• **Task**
Reproduce the records below verbatim, starting at the line that contains "Target: overgrown grass" and running through the end of the records, with both ends included. Leave the pictures out of your copy.

---------- Stored records

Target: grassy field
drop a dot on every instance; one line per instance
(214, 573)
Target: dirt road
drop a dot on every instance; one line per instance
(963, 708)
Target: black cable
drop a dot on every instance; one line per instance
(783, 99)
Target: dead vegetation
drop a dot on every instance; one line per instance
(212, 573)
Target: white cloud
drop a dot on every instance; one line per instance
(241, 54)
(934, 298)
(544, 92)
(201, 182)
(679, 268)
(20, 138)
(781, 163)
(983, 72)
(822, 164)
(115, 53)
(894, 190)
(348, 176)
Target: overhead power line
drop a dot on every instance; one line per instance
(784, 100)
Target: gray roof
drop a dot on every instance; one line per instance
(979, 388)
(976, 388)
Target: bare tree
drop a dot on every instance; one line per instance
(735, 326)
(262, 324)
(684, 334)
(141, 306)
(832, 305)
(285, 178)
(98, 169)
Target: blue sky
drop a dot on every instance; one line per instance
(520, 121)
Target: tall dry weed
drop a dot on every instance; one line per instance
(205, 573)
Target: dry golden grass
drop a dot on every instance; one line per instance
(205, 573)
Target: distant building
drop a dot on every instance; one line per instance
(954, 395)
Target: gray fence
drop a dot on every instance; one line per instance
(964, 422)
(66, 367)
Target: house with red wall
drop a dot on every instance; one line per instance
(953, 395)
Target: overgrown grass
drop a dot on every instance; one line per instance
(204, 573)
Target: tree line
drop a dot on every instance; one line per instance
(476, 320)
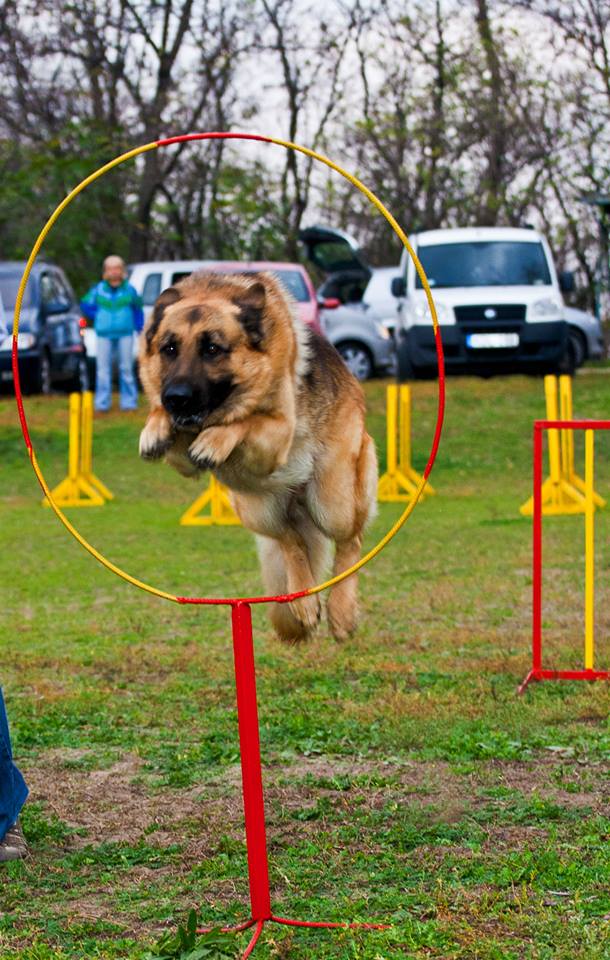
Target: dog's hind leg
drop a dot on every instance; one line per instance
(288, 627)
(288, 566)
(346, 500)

--------------------

• **Result of the exercise**
Target: overgrown grass
drop a dot on every instance; one line per instance
(204, 573)
Target: tree line
drop a dot on every instance; one line per instance
(476, 320)
Target: dog's hind leg
drop a dot on every instance; one line per instance
(288, 627)
(288, 566)
(346, 500)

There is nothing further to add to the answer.